§ **WHAT TO PRODUCE**
Print each line of the listing once more, precisely as given.

[Point placement records]
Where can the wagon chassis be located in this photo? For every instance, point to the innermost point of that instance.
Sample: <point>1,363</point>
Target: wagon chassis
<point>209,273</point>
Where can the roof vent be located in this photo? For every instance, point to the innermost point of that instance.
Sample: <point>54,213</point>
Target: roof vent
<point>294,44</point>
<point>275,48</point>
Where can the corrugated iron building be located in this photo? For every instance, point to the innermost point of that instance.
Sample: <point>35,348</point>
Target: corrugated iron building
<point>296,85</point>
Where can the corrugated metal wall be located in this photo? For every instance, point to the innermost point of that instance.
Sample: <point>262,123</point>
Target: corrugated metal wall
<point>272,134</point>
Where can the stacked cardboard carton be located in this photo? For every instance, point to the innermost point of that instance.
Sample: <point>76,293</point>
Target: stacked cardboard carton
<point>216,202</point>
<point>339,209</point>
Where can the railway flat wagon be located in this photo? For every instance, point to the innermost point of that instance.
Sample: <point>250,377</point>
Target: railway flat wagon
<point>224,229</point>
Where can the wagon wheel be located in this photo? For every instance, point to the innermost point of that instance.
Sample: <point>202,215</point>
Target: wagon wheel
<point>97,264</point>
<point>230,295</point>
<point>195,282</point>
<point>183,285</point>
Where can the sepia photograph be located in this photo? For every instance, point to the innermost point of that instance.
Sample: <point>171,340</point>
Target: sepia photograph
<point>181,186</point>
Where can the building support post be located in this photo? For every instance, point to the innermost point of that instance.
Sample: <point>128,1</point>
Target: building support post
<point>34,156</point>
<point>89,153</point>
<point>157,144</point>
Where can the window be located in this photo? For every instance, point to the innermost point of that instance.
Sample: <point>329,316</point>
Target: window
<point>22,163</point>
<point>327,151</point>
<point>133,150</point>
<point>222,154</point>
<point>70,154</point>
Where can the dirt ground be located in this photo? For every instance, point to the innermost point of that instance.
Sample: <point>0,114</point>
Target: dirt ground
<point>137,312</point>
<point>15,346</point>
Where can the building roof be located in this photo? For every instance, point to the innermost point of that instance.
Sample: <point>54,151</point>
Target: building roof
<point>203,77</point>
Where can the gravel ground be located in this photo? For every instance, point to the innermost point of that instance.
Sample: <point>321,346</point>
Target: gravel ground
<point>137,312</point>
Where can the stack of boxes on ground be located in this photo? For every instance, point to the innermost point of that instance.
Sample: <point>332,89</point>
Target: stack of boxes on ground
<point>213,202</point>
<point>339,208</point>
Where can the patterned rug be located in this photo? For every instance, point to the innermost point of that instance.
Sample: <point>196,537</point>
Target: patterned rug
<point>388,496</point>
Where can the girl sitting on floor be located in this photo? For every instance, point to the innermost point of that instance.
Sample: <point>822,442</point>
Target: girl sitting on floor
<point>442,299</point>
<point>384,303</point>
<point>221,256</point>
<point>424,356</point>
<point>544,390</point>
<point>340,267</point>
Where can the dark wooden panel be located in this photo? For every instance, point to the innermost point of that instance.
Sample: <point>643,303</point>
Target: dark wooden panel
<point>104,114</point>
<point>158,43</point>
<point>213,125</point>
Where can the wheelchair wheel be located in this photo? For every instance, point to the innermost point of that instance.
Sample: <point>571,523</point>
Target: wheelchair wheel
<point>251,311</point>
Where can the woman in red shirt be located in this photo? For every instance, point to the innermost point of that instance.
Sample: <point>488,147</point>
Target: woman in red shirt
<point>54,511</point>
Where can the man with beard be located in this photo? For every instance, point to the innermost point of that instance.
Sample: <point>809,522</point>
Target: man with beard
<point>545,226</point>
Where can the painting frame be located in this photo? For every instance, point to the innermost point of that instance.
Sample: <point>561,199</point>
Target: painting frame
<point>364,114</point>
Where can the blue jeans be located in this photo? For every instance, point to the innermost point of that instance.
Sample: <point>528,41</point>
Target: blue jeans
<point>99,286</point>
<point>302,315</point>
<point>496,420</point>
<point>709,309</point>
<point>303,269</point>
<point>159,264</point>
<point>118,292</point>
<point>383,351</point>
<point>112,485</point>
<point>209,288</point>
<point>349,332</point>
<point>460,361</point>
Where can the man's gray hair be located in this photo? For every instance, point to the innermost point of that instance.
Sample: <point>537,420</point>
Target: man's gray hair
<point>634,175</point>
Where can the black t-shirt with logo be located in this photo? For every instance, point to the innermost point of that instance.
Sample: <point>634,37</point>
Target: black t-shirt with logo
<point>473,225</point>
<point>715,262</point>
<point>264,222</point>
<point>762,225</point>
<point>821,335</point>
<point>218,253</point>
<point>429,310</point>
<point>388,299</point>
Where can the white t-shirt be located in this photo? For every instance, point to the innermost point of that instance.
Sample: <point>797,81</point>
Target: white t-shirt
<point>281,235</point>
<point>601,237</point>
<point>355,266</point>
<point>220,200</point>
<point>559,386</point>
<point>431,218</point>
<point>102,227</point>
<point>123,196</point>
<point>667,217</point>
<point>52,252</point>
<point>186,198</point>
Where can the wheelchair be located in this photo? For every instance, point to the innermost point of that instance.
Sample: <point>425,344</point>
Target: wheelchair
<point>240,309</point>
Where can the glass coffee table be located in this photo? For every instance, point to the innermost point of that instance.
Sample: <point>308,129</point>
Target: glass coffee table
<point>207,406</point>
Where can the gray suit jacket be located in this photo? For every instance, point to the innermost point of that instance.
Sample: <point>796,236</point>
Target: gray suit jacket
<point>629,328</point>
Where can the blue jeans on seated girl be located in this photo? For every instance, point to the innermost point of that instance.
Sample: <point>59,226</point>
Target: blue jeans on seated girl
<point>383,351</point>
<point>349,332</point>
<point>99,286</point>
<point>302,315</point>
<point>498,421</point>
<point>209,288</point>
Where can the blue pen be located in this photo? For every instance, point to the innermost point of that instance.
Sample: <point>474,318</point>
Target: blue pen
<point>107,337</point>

§ **EXERCISE ANSWER**
Where can the wagon chassis be located in this photo? For every instance, point to the innermost point of that instance.
Sample: <point>1,363</point>
Target: wagon chassis
<point>209,273</point>
Where can the roof vent be located in this photo? For every instance, point to the innermost point of that instance.
Sample: <point>54,213</point>
Target: roof vent
<point>294,44</point>
<point>275,48</point>
Where can the corrugated iron building be located in this photo? For every instance, point to the innermost point of that instance.
Sample: <point>35,348</point>
Target: corrugated iron building
<point>296,85</point>
Where can the corrugated metal wall be located in this photo? For every instance, point to the innermost point of that instance.
Sample: <point>262,123</point>
Target: corrugated metal wall
<point>272,134</point>
Where can the stacked cardboard carton be located in this photo? For every instance, point to the innermost point of that instance.
Sample: <point>76,293</point>
Target: stacked cardboard carton
<point>216,202</point>
<point>339,209</point>
Where can the railway flat wagon be located in this photo? For every instance, point to the innermost point of that instance.
Sample: <point>250,377</point>
Target: railway flat wagon
<point>224,229</point>
Where can the wagon wheel be located in this photo? For every instance, point to the innermost point of that instance.
Sample: <point>202,215</point>
Target: wagon wheel
<point>97,264</point>
<point>230,295</point>
<point>195,282</point>
<point>183,285</point>
Where can the sepia photograph be located in this photo? For every instance, point to the innermost point of that instance.
Sample: <point>171,340</point>
Target: sepia photograph
<point>181,186</point>
Where can the building support post be located in this photo? For every instance, point to the innermost point of that instance.
Sample: <point>128,1</point>
Target: building support post
<point>34,156</point>
<point>89,153</point>
<point>157,144</point>
Where can the window be located in this photo? For every instance, point to the innermost point of that instance.
Sample: <point>329,316</point>
Target: window
<point>22,163</point>
<point>327,151</point>
<point>133,150</point>
<point>222,154</point>
<point>70,154</point>
Where can the dirt ground be located in this photo? For every instance, point to the innermost point of that instance.
Sample: <point>0,114</point>
Target: dirt ground
<point>137,312</point>
<point>15,346</point>
Where can the building roof be located in this photo? For every instance, point to the innermost point of that instance.
Sample: <point>54,151</point>
Target: building roof
<point>203,77</point>
Where can the gravel ground be located in this photo? For every instance, point to the innermost point of that instance.
Sample: <point>321,346</point>
Target: gravel ground
<point>137,312</point>
Where can the stack of boxes on ground be located in this photo? For every instance, point to the innermost point of that instance.
Sample: <point>332,89</point>
Target: stack of boxes on ground
<point>213,202</point>
<point>339,208</point>
Where can the patterned rug be located in this photo? For every instance, point to the innermost point of that instance.
Sample: <point>196,537</point>
Target: patterned rug
<point>388,496</point>
Where can the girl sitting on floor be located in this photo? For every instance, point to the innermost point of that instance.
Sample: <point>822,442</point>
Target: girl sitting on floor
<point>442,299</point>
<point>384,303</point>
<point>221,256</point>
<point>424,356</point>
<point>544,390</point>
<point>340,267</point>
Where can the dark wooden panel be located in this photo? For every instance, point to the innermost point of that instance.
Sample: <point>643,303</point>
Target: dark wooden panel
<point>104,114</point>
<point>158,43</point>
<point>213,125</point>
Where can the wheelchair wheel be located in this photo? For every instance, point to the innermost point of that instance.
Sample: <point>571,523</point>
Target: wheelchair wheel
<point>251,311</point>
Where can the woman in red shirt be located in this photo? For every instance, point to the innermost point of that instance.
Sample: <point>488,147</point>
Target: woman in red shirt
<point>54,511</point>
Where can the man with beard be located in this photo? For every instance, point to the innermost point of that instance.
Sample: <point>809,522</point>
Target: man with beard
<point>545,226</point>
Where can the painting frame be located in this photo? For every instance, point to the innermost point of that instance.
Sample: <point>561,199</point>
Target: painting frame
<point>364,114</point>
Where can the blue jeans be located in this photo? For every instance, point to the innermost point of that instance.
Sample: <point>528,41</point>
Target: blue jeans
<point>99,286</point>
<point>302,315</point>
<point>496,420</point>
<point>709,309</point>
<point>303,269</point>
<point>159,264</point>
<point>118,292</point>
<point>383,351</point>
<point>112,485</point>
<point>209,288</point>
<point>349,332</point>
<point>460,361</point>
Where can the man's gray hair be located in this photo? For every instance, point to the innermost point of that instance.
Sample: <point>537,420</point>
Target: man's gray hair
<point>634,175</point>
Where can the black t-shirt with logo be located in this photo? For every instance, point to the innermost point of that instance.
Sample: <point>634,37</point>
Target: black t-shirt with logo
<point>473,225</point>
<point>715,262</point>
<point>264,222</point>
<point>762,225</point>
<point>821,335</point>
<point>218,253</point>
<point>429,310</point>
<point>388,299</point>
Where can the white t-shirt be located in this photo? For every instance, point to the innermost point of that instance.
Sample: <point>797,81</point>
Target: white t-shirt
<point>281,235</point>
<point>601,237</point>
<point>355,266</point>
<point>220,200</point>
<point>559,386</point>
<point>431,218</point>
<point>102,227</point>
<point>123,196</point>
<point>667,217</point>
<point>52,252</point>
<point>186,198</point>
Where can the wheelchair be located in this photo? For every instance, point to the innermost point of that instance.
Sample: <point>425,344</point>
Target: wheelchair
<point>240,309</point>
Where can the glass coffee table be located in this photo? For every instance, point to the innermost point of that instance.
Sample: <point>308,129</point>
Target: glass coffee table
<point>207,406</point>
Where can the gray suit jacket be located in this photo? For every instance, point to the innermost point of that instance.
Sample: <point>796,236</point>
Target: gray suit jacket
<point>629,328</point>
Where can the blue jeans on seated girl be located in this photo? For every instance, point to the innermost point of that instance.
Sample: <point>59,226</point>
Target: blue jeans on seated girl
<point>383,351</point>
<point>349,332</point>
<point>99,286</point>
<point>302,315</point>
<point>498,421</point>
<point>209,288</point>
Where can the blue pen be located in this photo? For every instance, point to the innermost point of that instance.
Sample: <point>474,318</point>
Target: blue pen
<point>107,337</point>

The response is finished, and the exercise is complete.